● **課題の内容**:
[a] 医療機器認証についての提示文から、次の問いに答えよ。
(i) PixSpaceの製品が医療機器としての認証を受けたのはいつか。
(ii) PixSpaceの常勤役員は何名か。
(iii) PixSpaceが取得したのは何の業か。
[b] 医療機器認証についての提示文で、「PixSpaceは常勤役員2名」で始まる段落を、主な事実を残して箇条書きに改めよ。
[c] 医療機器認証獲得についての提示文を、最後の文の後から書き継げ。

● **提示文**:
□ □ □ □ □

医療機器認証獲得への道
PixSpaceの代表 阪本です。PixSpaceの製品は2022年の12月に医療機器としての認証を受けました。そこに至るまで、今となっては分かる「不明な部分」がとても多かったので、起業した小さな会社の製品が医療機器を認証するまでの流れを紹介します。
1.会社のプロフィール
PixSpaceは常勤役員2名、非常勤役員1名の会社です。医療機器の認証を受けるためには二つのパターンがあります。「医療機器製造業として、医療機器製造販売業に卸す」「医療機器製造販売業を取得する」。弊社は前者を選択します。医療機器製造販売業は別の会社様が受け持ってくださいました。なので弊社は医療機器製造業を取得しました。行政書士に依頼しましょう。
もし医療機器認証を受けたいと思われているベンチャー事業主がいましたら、どのような形態を望まれるかにもよりますが、出資を受けず融資などで地道に経営をされているのであれば、私たちのように「医療機器製造販売業に認証申請を任せる」が良いでしょう。そのためには、自社の製品がすでに研究用として展開されており、業界でも認知されていないといけません。製造販売業者は商社ですので「これを扱えば儲かる」と思いさえずればリクエストは聞いてもらえることが多いです。まずはそういう製品を開発しましょう。

□ □ □ □ □

● **確認用データ**:
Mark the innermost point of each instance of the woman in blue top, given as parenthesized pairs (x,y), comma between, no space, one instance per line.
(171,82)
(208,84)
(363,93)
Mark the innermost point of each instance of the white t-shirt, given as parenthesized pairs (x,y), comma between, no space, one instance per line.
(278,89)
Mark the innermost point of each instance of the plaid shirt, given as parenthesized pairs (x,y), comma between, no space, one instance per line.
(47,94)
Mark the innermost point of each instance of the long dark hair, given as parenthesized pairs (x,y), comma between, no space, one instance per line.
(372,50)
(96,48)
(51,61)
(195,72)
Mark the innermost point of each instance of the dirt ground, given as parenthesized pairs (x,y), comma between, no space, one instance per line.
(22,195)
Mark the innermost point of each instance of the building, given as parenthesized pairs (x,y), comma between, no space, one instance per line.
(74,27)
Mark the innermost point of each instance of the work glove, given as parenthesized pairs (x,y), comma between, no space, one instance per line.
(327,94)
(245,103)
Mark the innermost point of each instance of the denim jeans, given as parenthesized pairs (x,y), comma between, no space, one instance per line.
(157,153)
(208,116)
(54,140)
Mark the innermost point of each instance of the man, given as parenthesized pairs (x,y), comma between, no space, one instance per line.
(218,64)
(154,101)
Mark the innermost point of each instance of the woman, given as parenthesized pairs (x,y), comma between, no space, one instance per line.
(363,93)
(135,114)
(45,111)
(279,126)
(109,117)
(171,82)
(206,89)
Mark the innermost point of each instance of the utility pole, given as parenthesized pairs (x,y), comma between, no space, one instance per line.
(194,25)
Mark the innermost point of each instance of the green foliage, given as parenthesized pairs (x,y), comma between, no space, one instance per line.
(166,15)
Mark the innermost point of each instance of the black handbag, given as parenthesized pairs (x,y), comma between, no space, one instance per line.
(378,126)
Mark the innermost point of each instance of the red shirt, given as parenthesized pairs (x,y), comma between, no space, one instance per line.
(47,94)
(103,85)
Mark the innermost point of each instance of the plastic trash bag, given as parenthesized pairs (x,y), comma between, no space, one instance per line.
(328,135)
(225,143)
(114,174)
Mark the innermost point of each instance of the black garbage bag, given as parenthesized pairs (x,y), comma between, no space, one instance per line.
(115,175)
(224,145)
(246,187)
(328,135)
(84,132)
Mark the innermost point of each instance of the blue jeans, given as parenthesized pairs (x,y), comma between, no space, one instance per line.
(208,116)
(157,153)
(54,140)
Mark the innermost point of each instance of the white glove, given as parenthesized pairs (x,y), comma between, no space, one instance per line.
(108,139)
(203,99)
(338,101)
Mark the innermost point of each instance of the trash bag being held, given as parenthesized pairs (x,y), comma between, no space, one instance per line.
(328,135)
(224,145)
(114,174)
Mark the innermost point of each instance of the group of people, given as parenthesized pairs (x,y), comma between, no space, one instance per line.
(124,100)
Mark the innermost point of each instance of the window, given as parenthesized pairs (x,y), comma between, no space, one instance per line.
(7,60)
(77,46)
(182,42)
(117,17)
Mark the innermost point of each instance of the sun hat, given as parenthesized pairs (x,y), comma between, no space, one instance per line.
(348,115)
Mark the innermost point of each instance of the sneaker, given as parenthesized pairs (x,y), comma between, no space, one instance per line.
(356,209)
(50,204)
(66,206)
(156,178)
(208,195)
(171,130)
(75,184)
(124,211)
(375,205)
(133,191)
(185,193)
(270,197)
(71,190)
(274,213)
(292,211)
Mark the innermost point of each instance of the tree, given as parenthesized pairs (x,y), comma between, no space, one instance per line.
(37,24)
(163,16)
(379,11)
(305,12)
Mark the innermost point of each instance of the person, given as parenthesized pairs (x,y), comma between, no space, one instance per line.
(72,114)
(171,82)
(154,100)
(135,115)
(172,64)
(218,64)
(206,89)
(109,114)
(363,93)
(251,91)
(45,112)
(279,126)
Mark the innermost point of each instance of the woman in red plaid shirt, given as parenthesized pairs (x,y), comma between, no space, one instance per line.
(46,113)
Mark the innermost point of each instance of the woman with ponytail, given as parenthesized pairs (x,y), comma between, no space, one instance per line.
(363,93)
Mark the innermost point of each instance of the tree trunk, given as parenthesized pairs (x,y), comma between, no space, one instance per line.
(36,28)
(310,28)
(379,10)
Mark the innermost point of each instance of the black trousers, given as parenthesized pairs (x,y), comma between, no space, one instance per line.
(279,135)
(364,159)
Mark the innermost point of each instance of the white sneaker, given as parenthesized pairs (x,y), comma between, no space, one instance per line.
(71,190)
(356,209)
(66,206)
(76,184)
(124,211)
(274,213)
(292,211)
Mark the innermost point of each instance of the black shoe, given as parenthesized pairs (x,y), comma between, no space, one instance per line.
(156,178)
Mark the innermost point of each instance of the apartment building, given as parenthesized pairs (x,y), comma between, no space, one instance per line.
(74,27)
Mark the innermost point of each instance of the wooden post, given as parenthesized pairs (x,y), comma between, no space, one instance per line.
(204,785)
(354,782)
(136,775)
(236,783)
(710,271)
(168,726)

□ □ □ □ □

● **課題の解答**:
[a]
(i) 2022年の12月
(ii) 2名
(iii) 医療機器製造業

[b]
- PixSpaceは常勤役員2名、非常勤役員1名の会社である。
- 医療機器の認証を受けるには、次の二つのパターンがある。
  - 医療機器製造業として、医療機器製造販売業に卸す。
  - 医療機器製造販売業を取得する。
- PixSpaceは前者を選び、医療機器製造業を取得した。
- 医療機器製造販売業は別の会社が受け持った。
- 取得は行政書士に依頼するよう勧めている。

[c]
2.どのような作業が待っているか
私たちは医療機器製造業として製造販売業に製品を卸す立場のため、医療機器製造業としてのQMS審査を受けなければなりません。このドキュメントシステム一式は製造販売業者と密接に関わるため、先方に全て任せましょう。一通り任せると、品質マニュアルの雛形が送られてきて、それを元に自社の仕組みへドキュメント内部の規則をフィットさせていきます。これは管理部門の話です。
一方、同時に製品開発の設計ドキュメントも一式(設計・リスク検証など)が必要になります。我々のように事前にそのような会社で開発経験があるのであれば、起業した当初からそのようなドキュメントは作っていくことをお勧めします。もし揃っていなければ、ここは徹底的に揃えないといけません(ここに不備があるとQMS審査は通らない)。製造販売業の薬事担当の方と検討しましょう。
QMS審査は製造業であれば2回実施され、1回目は管理部門、2回目は主に設計部門が審査されます。当社もいくつか指摘を受けましたが、基本的にはQMS活動を維持できているということで、合格の審査をいただきました。ただ、気をつけていただきたいのは、設計インプットに「法令」「規格」など「当たり前」と思っているようなことでもしっかり入れておいてください。例えばインプットには必ず「薬機法」や「JIS」など、当然と思われるような内容も入れておいてください。「当たり前すぎるから書かなくて当然」という認識が、結構怖いところです。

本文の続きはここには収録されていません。